Echo the listing below line for line, leaving out the pictures.

Some records
================

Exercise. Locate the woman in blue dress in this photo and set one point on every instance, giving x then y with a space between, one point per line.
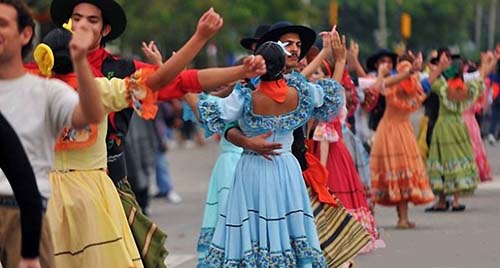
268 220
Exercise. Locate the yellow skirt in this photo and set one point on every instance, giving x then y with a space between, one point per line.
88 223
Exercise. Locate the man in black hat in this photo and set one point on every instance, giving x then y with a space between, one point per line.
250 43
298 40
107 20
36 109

================

Complete response:
Exercise. Locate the woman in blue dress in this photo and set one point on every instance, giving x then y with a space between, one point per line.
268 220
Exercise. Locate the yellow skirt in this photo and set one point on every instance, giving x then y with a space between, one point per line.
88 223
Exercise. Locate the man in black hat in this photo and set one point on every instance, giving x then y with a space between, one point per line.
250 43
298 40
107 20
36 109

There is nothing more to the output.